▶ [TASKS TO CARRY OUT]
1. Answer the following questions using the passage on the 2020 presidential election.
(a) What does the passage name as the root cause of the January 6th insurrection?
(b) How many Electoral College votes did Joe Biden receive?
(c) In how many states were there vote recounts?
2. From the passage on the 2020 presidential election, extract word for word the portion that runs from "As the January" up to and including "won, despite facts.".

As the January 6th Committee Report proved in great detail, Donald Trump lost the 2020 election to Joe Biden, Trump knew he lost the election, and Trump refused to admit he lost the election. Trump’s refusal to admit he lost the election was the root cause of the January 6th insurrection. If Trump had been a different sort of person—one who could accept his defeat—the insurrection would never have occurred.
 
We knew what sort of person Trump was, he showed us repeatedly—so it’s no surprise that he wouldn’t play by the democratic rules of the game and accept that he lost, but he did lose. Bigly. In fact, more than two years after the election, Trump still maintains that he won, despite facts.
 
According to the Federal Election Commission, 81,283,501 Americans voted for Joe Biden for president in 2020, while 74,223,975 voted for Donald Trump. That translates to Biden having won the popular vote 51.3% to 46.8%, or by more than 7 million votes. Those votes translated into 306 Electoral College votes for Biden and 232 for Trump. The election was not close by those metrics. It was, in fact, a solid victory for Biden. No one in American history has received more popular votes than Joe Biden won when he defeated Donald Trump in 2020.
 
Impartial federal officials who oversee American elections, like the FEC, FBI, DOJ, U.S. Election Assistance Commission, and Homeland Security, all certified that Biden won. News organizations like the Associated Press certified that Biden won. Republican state-level election officials like Rusty Bowers in Arizona and Brad Raffensperger and Gabriel Sterling in Georgia certified that Biden won. There were vote recounts in four states, which all re-certified that Biden won. Trump brought over 50 lawsuits, attempting to win the election in the courts, but each of those court cases decided that Biden won. Even the cases before Trump-appointed Republican judges said that Biden won. Even the Supreme Court, controlled by Republicans, said that Biden won.

▶ [DATASET SECTION]

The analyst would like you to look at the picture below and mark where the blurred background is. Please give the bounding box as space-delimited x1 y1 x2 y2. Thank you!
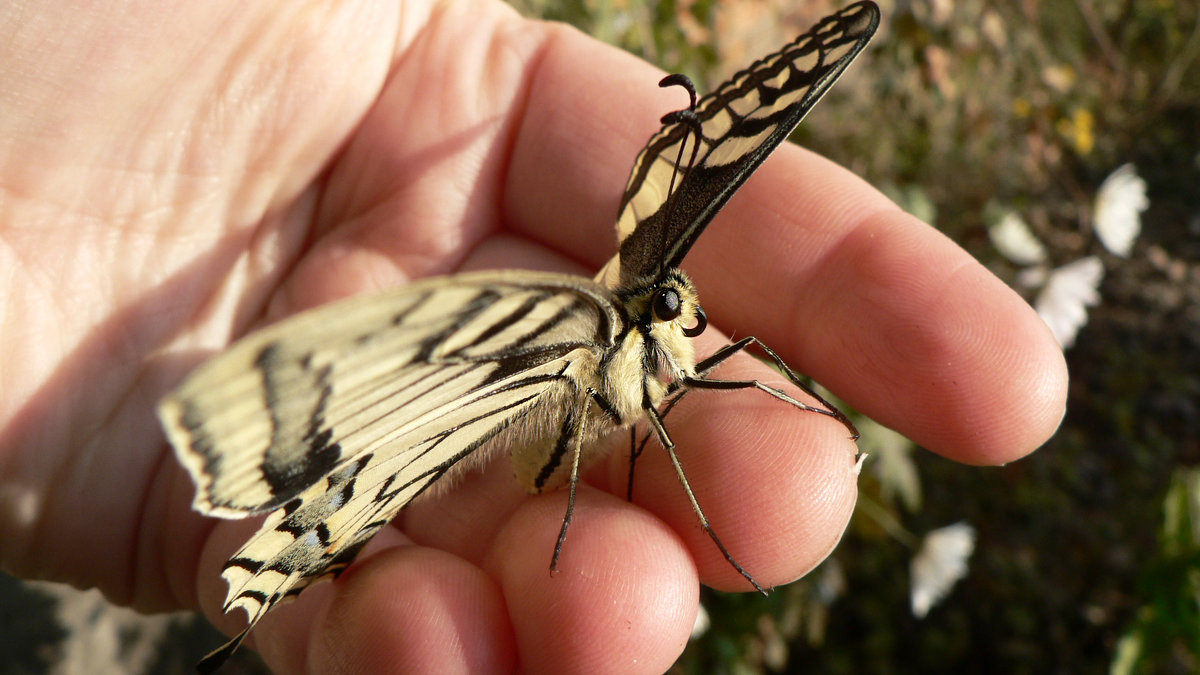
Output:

▶ [FINAL ANSWERS]
1.
(a) Trump's refusal to admit he lost the election.
(b) 306.
(c) Four.

2.
As the January 6th Committee Report proved in great detail, Donald Trump lost the 2020 election to Joe Biden, Trump knew he lost the election, and Trump refused to admit he lost the election. Trump’s refusal to admit he lost the election was the root cause of the January 6th insurrection. If Trump had been a different sort of person—one who could accept his defeat—the insurrection would never have occurred.
 
We knew what sort of person Trump was, he showed us repeatedly—so it’s no surprise that he wouldn’t play by the democratic rules of the game and accept that he lost, but he did lose. Bigly. In fact, more than two years after the election, Trump still maintains that he won, despite facts.